## WHAT THIS TASK INVOLVES:
Give the lines again, unchanged, starting with the line containing "Identify one point on each instance of the paper" and ending with the last line of the data below.

## Referring expression pointing data:
====

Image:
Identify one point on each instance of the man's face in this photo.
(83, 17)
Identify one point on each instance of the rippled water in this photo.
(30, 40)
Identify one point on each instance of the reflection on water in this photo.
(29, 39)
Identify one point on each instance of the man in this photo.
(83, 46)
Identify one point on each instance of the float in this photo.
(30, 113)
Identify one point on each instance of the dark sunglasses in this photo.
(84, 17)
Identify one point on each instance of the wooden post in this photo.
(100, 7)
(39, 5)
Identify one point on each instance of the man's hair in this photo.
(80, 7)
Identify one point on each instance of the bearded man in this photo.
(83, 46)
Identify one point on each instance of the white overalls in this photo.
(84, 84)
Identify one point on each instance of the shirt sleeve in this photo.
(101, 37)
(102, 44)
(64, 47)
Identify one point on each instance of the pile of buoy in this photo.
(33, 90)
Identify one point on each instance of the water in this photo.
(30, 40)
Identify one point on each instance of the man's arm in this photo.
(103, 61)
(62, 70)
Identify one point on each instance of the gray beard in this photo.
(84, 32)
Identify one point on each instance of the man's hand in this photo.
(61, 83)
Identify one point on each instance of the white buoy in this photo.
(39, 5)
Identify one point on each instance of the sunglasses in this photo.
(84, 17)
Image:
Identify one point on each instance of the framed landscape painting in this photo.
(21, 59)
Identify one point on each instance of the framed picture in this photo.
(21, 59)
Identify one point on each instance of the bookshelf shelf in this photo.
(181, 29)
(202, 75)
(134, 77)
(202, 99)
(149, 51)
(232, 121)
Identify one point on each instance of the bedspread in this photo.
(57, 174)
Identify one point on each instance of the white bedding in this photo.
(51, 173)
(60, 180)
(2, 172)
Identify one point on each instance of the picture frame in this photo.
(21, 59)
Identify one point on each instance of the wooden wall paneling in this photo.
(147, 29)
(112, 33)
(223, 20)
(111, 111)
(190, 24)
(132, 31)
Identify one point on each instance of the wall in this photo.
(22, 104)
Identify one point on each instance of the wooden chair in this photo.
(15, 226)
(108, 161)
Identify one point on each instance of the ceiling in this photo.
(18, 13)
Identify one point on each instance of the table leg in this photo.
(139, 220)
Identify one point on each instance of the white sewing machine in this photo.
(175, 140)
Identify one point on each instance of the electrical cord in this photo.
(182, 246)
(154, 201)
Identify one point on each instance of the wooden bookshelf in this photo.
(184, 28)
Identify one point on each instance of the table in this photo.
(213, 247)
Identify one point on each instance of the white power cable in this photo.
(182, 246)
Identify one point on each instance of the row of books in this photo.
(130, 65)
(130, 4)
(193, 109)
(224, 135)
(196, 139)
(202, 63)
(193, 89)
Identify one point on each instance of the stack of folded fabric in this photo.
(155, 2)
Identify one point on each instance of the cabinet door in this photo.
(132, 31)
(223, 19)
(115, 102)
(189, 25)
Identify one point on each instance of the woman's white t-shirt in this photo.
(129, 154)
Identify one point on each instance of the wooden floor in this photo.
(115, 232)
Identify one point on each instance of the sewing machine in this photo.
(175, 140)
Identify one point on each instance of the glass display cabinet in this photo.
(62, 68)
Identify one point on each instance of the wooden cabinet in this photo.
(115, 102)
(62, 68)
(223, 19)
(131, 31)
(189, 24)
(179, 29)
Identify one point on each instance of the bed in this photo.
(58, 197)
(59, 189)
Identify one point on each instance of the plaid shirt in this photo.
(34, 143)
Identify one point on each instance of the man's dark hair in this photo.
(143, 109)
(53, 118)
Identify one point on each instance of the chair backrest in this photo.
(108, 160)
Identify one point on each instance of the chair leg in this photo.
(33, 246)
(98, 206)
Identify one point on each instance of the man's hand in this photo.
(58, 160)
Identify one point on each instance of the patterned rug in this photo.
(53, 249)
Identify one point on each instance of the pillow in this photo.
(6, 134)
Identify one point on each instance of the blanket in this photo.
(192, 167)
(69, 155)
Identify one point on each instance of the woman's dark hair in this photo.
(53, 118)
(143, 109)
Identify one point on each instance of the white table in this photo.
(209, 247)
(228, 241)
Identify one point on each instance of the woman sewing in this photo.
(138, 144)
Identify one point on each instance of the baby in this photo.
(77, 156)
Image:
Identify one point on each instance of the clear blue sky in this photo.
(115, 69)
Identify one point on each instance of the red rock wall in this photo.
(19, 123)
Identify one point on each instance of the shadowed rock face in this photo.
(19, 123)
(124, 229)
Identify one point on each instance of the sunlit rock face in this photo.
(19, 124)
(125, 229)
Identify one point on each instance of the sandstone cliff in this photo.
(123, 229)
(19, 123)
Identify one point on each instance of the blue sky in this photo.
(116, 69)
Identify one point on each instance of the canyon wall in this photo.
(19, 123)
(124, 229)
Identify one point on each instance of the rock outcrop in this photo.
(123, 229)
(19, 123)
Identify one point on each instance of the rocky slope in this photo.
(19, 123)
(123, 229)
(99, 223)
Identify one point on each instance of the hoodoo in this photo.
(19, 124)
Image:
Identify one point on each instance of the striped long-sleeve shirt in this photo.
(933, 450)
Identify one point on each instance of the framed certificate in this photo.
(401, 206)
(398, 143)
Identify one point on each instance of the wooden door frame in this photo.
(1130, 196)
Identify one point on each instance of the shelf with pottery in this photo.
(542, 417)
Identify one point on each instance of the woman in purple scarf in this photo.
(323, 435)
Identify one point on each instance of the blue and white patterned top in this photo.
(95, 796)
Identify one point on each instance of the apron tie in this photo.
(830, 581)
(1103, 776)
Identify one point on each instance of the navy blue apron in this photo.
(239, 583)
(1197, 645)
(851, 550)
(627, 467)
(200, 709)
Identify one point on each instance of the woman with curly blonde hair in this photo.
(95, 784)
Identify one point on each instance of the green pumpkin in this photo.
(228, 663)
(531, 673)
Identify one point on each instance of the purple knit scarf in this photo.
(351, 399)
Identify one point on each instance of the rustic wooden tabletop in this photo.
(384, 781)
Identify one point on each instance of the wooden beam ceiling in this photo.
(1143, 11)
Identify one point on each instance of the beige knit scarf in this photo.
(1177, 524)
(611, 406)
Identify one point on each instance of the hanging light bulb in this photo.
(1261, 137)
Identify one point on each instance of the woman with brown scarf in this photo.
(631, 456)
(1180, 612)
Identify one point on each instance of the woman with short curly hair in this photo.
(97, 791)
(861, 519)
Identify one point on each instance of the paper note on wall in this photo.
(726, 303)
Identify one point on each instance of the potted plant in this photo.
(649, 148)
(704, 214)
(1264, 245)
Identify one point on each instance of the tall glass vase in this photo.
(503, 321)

====

## ANSWER FOR THIS EXERCISE:
Identify one point on each instance of the paper note on wall in this photo.
(726, 303)
Identify one point on each instance of the potted plant in this photo.
(649, 148)
(704, 214)
(1264, 245)
Identify one point on each instance of the tall glass vase in this photo.
(503, 321)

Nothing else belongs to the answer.